Instructions for the task -> Your answer should contain every line of the records, transcribed word for word.

Stored dataset items ->
····················

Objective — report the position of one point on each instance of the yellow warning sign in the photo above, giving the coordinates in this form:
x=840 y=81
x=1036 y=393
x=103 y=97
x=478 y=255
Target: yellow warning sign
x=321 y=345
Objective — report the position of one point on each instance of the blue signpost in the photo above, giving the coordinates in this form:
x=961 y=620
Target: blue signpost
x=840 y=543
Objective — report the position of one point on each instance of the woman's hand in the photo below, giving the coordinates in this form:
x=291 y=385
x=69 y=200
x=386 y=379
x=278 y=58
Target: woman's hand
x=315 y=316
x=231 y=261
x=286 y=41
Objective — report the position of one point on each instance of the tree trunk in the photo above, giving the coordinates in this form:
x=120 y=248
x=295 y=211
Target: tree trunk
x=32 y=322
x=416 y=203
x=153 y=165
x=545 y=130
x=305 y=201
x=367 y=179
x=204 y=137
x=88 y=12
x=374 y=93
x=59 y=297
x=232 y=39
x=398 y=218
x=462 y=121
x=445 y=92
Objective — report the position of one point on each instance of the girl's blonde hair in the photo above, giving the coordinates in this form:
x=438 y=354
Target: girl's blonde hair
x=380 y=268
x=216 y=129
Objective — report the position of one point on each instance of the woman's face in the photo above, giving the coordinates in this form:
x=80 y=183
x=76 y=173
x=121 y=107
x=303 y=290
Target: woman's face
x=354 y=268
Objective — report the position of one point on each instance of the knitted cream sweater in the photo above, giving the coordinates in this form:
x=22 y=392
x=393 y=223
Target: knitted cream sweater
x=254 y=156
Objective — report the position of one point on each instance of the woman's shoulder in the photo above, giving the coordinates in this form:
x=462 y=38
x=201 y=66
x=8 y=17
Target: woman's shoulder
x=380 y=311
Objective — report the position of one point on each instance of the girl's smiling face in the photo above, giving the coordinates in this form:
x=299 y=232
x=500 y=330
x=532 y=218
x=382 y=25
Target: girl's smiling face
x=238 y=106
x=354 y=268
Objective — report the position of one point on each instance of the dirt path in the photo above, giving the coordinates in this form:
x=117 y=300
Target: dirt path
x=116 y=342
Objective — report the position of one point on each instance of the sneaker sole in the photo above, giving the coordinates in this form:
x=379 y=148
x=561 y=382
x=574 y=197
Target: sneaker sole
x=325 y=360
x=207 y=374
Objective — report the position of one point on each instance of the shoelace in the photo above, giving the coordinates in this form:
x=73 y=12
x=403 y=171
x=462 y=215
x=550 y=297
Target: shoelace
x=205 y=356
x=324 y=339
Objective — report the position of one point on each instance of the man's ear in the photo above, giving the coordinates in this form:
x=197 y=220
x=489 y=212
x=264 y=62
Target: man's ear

····················

Written answer ->
Objective — report the position of one point on each instance of the yellow warning sign in the photo above, giving the coordinates in this form:
x=840 y=81
x=1036 y=393
x=103 y=97
x=478 y=255
Target: yellow warning sign
x=321 y=345
Objective — report the position of one point on each instance of the blue signpost in the photo above, giving the coordinates in this form:
x=961 y=620
Target: blue signpost
x=840 y=543
Objective — report the position of one point on each instance of the woman's hand in the photo below, giving the coordinates in this form:
x=291 y=385
x=69 y=200
x=386 y=379
x=278 y=58
Target: woman's hand
x=315 y=316
x=231 y=261
x=286 y=41
Objective — report the position of one point on each instance of the tree trunk in the photo above, giving the coordinates in this form:
x=120 y=248
x=295 y=211
Target: tree trunk
x=32 y=322
x=416 y=203
x=153 y=165
x=545 y=130
x=305 y=201
x=367 y=179
x=204 y=137
x=88 y=12
x=374 y=93
x=59 y=297
x=232 y=39
x=398 y=218
x=462 y=121
x=445 y=92
Objective — report the position of one point on each instance of the girl's blonde hair in the photo above, giving the coordinates in this form:
x=438 y=354
Target: girl's blonde hair
x=380 y=268
x=216 y=129
Objective — report the position of one point on each instance of the woman's face in the photo above, giving the coordinates in this form:
x=80 y=183
x=76 y=173
x=121 y=107
x=303 y=290
Target: woman's face
x=354 y=268
Objective — report the position of one point on each instance of the knitted cream sweater in the photo above, giving the coordinates in this form:
x=22 y=392
x=393 y=223
Target: knitted cream sweater
x=254 y=156
Objective — report the position of one point on each instance of the woman's shoulder in the photo above, giving the coordinates in this form:
x=462 y=38
x=201 y=66
x=8 y=17
Target: woman's shoulder
x=380 y=311
Objective — report the position of one point on each instance of the girl's smiling face in the photo above, giving the coordinates in this form:
x=299 y=232
x=500 y=330
x=532 y=218
x=382 y=25
Target: girl's smiling face
x=238 y=106
x=354 y=268
Objective — report the position of one point on each instance of the dirt path in the photo above, giving the coordinates in this form:
x=117 y=300
Target: dirt path
x=116 y=342
Objective — report the position of one point on each instance of the sneaker sole in the photo above, giving the coordinates in this form:
x=379 y=148
x=561 y=382
x=574 y=197
Target: sneaker sole
x=325 y=360
x=207 y=374
Objective — report the position of one point on each instance of the shoelace in the photo above, giving the coordinates in this form:
x=73 y=12
x=403 y=171
x=462 y=215
x=550 y=297
Target: shoelace
x=205 y=356
x=324 y=339
Objective — report the position of one point on each instance of the man's ear in the photo above, giving the coordinates in this form:
x=197 y=220
x=489 y=212
x=264 y=62
Target: man's ear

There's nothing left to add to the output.